Source document:
= Beginning of Section =
# microscopic subinguinal varicocelectomy



## Kelly_Mayumi (May 21, 2009)

Has anyone coded a microscopic subinguinal varicocelectomy yet?


----------



## daniel (Aug 13, 2020)

Kelly_Mayumi said:


> Has anyone coded a microscopic subinguinal varicocelectomy yet?



*Question:* _How would I code a bilateral subinguinal microsurgical varicocelectomy when the urologist used the surgical microscope?_

Illinois Subscriber

*Answer*: You should report *CPT 55530 *(_Excision of varicocele or ligation of spermatic veins for varicocele; [separate procedure]_) for the subinguinal varicocelectomy.

Then, use code +69990 (_Microsurgical techniques, requiring use of operating microscope [List separately in addition to code for primary procedure]_) for the use of the operating microscope.

To apply +69990 correctly, however, you'll need to meet three conditions:


*1. *You should report +69990 only when the surgeon performs a procedure that requires microsurgery or microdissection. For instance, you would not separately report +69990 if the urologist uses the operating microscope only for illumination, or for "visualization with magnifying loupes or corrected vision," according to CPT guidelines.


*2. *Because +69990 is an add-on code, you should report it only with a related, primary procedure. You would never report +69990 alone. Remember: By definition, an add-on code describes an "additional" service that occurs only at the same time as another, more extensive procedure. You should list this code on your claim immediately following the procedure for which your urologist performed the microsurgery.


*3. *You may report +69990 as an add-on service only if the primary surgery does not already include possible microdissection or the use of the operating microscope.

*Payment cuts averted:* When you do apply +69990 appropriately, you should check your explanation of benefits to be sure payers are not applying a multiple-procedure reduction to the code. This is an add-on code, so you do not need to append modifier 51 (_Multiple procedures_). Forgetting to code for the operating microscope will mean a loss of over $225 per procedure.


----------



## sxcoder1 (Aug 14, 2020)

I never add the 69990 since NCCI edits says it is included.  Do you find you get payment from commercial payers?


----------



## KaylaRieken (Aug 14, 2020)

I never add it either. Says its included.


----------



## daniel (Aug 15, 2020)

I quit adding it when I actually noticed cpt 55530 is not primary to 69990


----------
= End of Section =
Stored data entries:
= Beginning of Section =
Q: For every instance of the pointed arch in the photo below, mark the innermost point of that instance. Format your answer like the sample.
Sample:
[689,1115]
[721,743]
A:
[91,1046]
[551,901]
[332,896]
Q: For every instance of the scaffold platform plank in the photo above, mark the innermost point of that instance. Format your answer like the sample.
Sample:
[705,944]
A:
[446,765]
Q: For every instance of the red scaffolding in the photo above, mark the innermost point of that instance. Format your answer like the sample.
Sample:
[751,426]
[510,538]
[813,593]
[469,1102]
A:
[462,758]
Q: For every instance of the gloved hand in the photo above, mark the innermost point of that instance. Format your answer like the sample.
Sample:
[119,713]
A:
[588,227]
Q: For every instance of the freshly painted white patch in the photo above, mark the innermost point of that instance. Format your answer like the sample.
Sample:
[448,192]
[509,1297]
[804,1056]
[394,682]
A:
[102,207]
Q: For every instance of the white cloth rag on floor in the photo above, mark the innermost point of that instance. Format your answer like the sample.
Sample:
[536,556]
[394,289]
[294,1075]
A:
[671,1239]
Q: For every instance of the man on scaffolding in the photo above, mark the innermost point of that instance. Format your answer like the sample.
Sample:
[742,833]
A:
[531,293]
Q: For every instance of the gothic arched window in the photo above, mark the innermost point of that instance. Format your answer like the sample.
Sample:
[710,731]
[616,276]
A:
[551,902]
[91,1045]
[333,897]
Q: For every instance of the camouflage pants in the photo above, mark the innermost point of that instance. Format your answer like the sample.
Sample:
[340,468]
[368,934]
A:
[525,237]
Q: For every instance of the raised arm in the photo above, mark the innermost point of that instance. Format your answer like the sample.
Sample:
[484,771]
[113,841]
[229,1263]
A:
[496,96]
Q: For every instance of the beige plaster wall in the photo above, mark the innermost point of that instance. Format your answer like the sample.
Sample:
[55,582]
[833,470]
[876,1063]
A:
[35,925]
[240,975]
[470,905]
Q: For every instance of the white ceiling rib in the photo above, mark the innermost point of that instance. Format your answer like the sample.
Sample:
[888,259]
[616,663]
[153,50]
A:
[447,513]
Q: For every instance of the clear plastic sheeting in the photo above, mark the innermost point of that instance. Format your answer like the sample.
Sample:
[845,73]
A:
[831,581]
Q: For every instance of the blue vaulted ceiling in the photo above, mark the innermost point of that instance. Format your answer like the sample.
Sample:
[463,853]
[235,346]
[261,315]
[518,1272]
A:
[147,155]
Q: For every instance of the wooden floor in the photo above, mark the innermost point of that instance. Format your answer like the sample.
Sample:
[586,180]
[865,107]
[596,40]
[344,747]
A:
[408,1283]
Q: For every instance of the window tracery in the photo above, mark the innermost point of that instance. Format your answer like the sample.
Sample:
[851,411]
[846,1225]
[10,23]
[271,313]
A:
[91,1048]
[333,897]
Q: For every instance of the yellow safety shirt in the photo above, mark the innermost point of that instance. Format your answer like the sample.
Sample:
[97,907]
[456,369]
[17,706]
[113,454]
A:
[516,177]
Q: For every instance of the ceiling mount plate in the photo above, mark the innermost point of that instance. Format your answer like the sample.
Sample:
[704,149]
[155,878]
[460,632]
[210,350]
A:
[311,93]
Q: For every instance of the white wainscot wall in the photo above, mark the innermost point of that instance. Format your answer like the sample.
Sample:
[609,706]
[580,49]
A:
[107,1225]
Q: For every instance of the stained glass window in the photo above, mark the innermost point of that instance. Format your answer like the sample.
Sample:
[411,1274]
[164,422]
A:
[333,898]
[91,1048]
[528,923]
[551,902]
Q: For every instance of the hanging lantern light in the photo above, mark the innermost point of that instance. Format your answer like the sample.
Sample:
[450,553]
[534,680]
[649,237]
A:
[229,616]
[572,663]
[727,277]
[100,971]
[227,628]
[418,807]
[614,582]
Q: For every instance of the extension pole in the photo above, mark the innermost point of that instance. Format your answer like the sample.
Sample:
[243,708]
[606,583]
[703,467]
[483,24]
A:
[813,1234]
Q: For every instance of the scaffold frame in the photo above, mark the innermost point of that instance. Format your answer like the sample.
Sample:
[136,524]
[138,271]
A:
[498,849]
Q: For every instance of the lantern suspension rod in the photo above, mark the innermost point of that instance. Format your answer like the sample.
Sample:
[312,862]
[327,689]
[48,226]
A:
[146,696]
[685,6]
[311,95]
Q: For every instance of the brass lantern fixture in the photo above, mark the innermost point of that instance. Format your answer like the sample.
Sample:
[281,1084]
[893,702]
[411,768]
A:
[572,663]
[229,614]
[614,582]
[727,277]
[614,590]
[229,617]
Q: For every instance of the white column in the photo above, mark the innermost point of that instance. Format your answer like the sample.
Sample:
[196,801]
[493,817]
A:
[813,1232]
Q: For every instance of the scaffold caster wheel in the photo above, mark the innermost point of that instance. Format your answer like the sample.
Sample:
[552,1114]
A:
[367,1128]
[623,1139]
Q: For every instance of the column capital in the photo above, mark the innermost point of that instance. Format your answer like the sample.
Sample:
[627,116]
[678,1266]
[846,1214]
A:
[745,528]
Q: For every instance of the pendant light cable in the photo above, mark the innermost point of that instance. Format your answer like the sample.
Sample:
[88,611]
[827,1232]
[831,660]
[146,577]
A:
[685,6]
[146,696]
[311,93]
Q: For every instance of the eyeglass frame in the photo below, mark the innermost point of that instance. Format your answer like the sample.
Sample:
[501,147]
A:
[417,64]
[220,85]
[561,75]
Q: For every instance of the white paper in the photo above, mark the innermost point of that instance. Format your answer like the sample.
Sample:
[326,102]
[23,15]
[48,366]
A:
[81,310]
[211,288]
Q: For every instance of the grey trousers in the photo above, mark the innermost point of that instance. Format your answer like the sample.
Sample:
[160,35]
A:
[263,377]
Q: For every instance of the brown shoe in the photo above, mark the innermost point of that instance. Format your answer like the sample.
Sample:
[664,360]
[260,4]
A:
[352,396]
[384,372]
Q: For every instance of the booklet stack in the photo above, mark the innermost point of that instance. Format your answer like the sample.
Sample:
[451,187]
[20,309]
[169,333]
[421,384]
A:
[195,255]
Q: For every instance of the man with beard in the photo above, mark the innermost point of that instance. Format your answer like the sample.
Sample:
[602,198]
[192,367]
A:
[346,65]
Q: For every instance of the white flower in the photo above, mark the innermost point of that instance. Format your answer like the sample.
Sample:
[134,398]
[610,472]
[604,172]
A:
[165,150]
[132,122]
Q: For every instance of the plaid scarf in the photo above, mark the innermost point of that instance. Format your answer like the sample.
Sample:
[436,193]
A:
= End of Section =
Activities:
[a] Repeat the part of the varicocelectomy coding thread starting with "Illinois Subscriber" and going on through "the subinguinal varicocelectomy.".
[b] In the varicocelectomy coding thread, how much money does the answer say is lost per procedure by forgetting to code for the operating microscope?
Those lines have no role here.

List of answers:
[a]
Illinois Subscriber

*Answer*: You should report *CPT 55530 *(_Excision of varicocele or ligation of spermatic veins for varicocele; [separate procedure]_) for the subinguinal varicocelectomy.

[b] Over $225 per procedure.